List every line in the entries below that contains the word "post".

[Collected data entries]
──────────────────────────────
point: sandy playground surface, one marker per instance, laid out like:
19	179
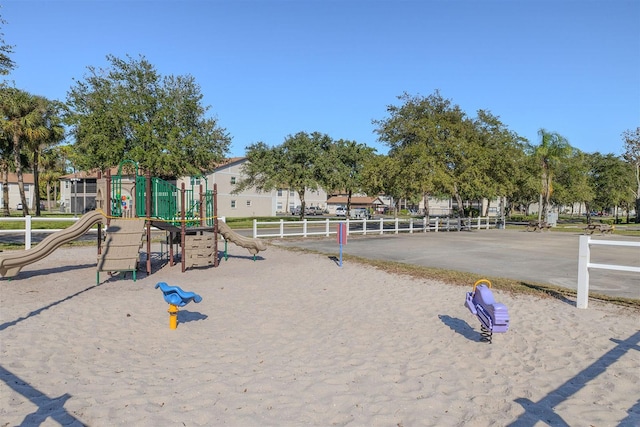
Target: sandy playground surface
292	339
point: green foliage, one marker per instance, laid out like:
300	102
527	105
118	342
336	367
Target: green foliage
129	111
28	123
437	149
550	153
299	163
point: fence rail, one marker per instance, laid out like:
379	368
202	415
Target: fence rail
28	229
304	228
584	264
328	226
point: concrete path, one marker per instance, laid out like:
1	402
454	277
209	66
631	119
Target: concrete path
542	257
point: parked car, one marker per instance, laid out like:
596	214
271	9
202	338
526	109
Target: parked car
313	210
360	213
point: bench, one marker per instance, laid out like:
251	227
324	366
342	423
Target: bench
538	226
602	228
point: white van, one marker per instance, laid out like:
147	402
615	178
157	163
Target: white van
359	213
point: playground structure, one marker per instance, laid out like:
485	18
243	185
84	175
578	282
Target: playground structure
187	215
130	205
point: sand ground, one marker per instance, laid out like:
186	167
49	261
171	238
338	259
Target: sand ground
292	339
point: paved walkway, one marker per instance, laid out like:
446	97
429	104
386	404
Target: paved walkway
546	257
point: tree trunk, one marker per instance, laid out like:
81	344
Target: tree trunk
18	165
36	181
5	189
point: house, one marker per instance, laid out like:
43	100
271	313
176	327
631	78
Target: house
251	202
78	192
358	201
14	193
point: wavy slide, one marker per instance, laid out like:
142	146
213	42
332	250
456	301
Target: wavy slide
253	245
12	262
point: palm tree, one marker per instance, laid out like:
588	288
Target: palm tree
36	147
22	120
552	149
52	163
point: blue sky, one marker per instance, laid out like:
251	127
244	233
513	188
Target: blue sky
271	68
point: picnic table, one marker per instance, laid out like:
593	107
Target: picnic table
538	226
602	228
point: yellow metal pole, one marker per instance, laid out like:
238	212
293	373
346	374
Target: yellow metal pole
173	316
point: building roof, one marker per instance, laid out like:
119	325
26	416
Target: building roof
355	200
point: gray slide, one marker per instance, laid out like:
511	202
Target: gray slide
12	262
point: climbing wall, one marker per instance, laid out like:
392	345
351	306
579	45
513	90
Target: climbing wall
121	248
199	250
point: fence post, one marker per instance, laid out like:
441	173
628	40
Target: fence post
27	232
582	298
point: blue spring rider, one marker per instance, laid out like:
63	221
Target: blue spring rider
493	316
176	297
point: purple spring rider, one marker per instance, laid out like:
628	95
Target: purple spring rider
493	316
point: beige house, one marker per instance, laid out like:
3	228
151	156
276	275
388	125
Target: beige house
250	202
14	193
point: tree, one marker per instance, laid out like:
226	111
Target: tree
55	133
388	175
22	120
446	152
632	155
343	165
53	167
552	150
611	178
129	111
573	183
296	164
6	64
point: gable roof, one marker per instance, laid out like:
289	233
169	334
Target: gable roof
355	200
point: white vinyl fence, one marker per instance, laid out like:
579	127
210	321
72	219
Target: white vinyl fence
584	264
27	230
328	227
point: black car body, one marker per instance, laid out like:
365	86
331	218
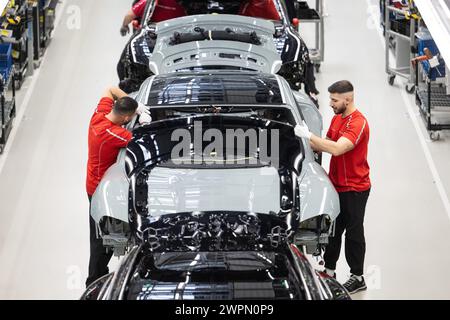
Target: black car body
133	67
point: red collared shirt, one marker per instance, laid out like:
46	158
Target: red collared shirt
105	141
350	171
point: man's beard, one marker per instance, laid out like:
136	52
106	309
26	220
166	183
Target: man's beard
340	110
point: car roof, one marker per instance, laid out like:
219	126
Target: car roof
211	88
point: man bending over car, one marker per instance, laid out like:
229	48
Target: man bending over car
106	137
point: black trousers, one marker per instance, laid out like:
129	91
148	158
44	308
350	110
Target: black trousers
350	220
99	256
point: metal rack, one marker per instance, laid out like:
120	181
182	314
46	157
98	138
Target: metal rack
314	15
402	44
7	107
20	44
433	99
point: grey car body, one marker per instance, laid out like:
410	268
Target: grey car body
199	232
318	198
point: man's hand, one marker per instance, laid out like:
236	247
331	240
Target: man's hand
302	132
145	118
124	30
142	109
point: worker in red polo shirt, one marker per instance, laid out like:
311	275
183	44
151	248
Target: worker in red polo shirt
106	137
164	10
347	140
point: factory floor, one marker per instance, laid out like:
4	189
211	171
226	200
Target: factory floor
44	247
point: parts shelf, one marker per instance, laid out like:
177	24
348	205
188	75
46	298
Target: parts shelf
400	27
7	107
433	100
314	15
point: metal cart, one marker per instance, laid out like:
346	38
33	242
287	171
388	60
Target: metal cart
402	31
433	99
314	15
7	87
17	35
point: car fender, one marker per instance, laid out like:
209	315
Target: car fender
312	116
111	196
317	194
──────────────────────────────
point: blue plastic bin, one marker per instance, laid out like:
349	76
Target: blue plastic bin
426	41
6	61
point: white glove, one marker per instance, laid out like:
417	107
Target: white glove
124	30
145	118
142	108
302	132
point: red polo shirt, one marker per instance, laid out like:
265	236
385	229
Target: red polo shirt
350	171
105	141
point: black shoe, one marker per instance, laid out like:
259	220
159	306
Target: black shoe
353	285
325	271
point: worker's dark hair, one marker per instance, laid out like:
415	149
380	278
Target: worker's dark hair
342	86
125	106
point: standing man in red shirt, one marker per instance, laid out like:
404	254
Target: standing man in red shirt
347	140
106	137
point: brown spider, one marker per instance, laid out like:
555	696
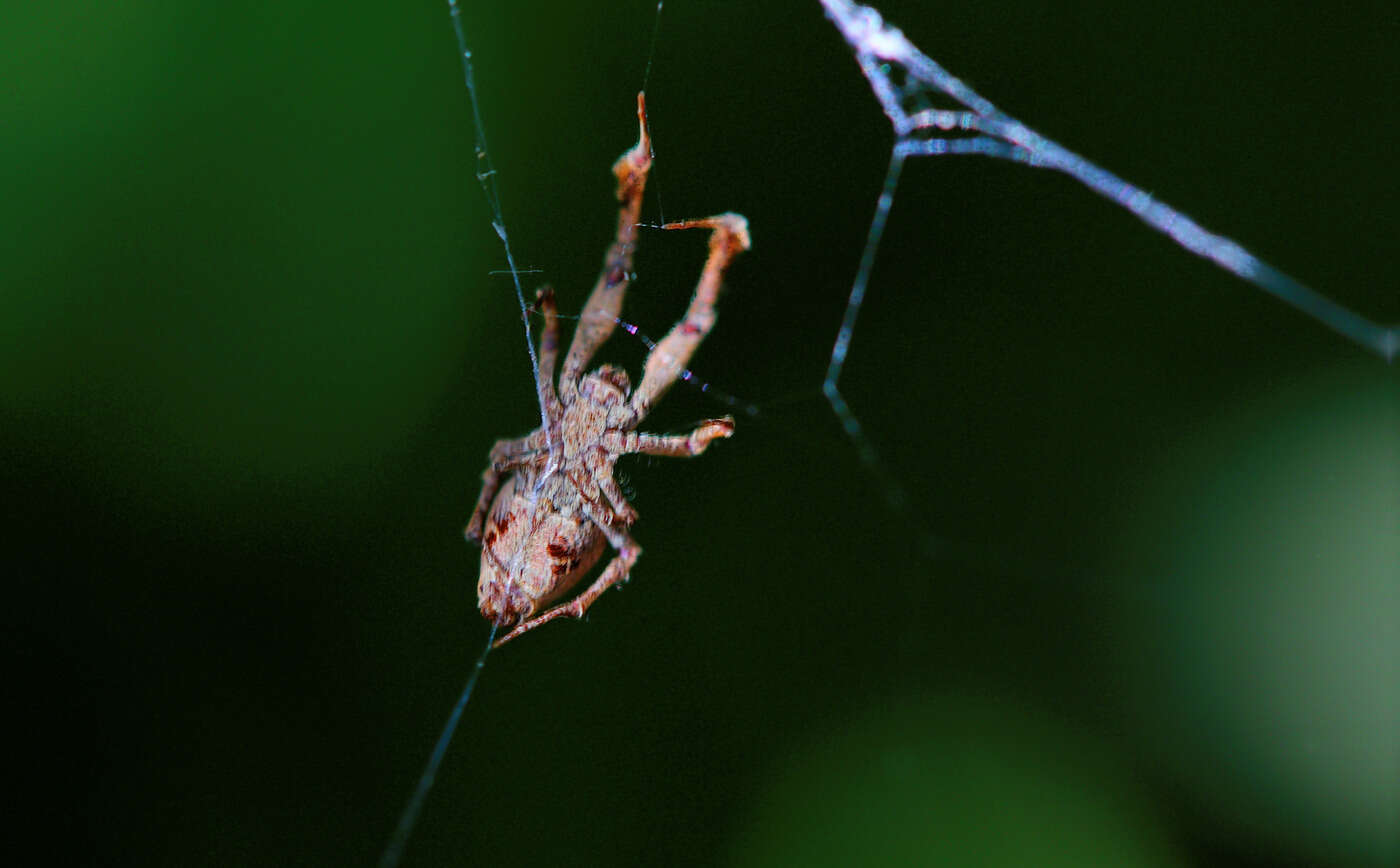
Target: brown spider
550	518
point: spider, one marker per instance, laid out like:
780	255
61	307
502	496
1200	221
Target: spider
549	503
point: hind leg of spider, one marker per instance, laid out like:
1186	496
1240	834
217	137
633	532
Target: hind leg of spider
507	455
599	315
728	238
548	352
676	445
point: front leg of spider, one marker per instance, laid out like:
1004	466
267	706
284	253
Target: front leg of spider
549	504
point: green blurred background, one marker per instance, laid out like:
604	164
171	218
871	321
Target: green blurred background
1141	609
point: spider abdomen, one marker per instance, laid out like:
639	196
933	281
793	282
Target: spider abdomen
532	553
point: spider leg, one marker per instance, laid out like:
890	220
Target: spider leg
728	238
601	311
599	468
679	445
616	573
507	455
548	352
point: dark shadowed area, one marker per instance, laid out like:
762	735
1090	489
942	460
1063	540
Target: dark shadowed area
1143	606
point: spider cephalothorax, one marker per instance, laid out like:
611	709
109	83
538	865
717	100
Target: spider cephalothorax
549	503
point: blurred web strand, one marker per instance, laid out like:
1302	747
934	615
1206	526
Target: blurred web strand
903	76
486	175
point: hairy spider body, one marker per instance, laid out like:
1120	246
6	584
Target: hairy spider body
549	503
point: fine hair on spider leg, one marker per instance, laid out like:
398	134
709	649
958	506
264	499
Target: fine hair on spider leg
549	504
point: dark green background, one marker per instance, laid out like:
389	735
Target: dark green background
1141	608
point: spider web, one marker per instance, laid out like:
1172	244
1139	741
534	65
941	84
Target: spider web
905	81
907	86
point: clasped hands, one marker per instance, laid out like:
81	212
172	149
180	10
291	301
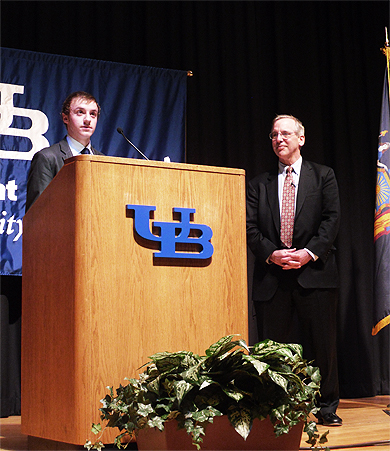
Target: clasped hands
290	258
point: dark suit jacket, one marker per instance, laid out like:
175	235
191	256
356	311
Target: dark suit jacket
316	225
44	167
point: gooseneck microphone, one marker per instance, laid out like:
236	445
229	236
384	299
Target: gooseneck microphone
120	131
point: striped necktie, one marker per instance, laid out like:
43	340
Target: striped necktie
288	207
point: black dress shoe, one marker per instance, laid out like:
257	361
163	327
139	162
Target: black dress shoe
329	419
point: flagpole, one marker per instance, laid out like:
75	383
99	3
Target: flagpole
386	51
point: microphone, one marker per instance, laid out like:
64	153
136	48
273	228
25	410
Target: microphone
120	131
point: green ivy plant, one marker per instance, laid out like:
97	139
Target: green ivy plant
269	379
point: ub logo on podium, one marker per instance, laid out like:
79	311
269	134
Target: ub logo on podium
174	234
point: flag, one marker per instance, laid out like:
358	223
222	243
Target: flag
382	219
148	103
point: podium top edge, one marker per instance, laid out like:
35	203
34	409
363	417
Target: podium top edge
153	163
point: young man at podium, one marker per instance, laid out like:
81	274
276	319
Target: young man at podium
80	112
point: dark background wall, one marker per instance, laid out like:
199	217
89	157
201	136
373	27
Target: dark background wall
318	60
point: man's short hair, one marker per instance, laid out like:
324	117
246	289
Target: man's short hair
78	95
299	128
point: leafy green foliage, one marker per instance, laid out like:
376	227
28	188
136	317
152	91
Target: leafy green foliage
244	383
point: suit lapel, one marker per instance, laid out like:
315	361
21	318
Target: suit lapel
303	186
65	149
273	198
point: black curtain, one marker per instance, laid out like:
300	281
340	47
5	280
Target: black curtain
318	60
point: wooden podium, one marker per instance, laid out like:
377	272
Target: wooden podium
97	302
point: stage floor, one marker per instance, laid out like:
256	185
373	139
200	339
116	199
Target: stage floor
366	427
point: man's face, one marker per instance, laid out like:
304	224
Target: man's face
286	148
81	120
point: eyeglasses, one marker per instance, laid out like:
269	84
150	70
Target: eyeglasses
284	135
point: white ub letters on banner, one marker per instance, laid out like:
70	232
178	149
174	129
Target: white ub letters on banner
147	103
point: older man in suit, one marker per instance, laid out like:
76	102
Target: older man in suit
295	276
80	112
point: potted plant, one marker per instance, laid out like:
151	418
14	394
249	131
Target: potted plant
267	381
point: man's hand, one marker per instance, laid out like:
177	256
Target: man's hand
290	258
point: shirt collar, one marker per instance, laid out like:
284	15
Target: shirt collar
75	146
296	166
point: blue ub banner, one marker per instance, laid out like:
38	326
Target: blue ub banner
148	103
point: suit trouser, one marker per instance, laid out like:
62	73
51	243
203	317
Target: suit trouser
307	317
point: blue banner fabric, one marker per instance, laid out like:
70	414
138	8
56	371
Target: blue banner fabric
──────────────────────────────
§ **Full output**
point: fence post, one marker per instance, laid out like:
Target: fence post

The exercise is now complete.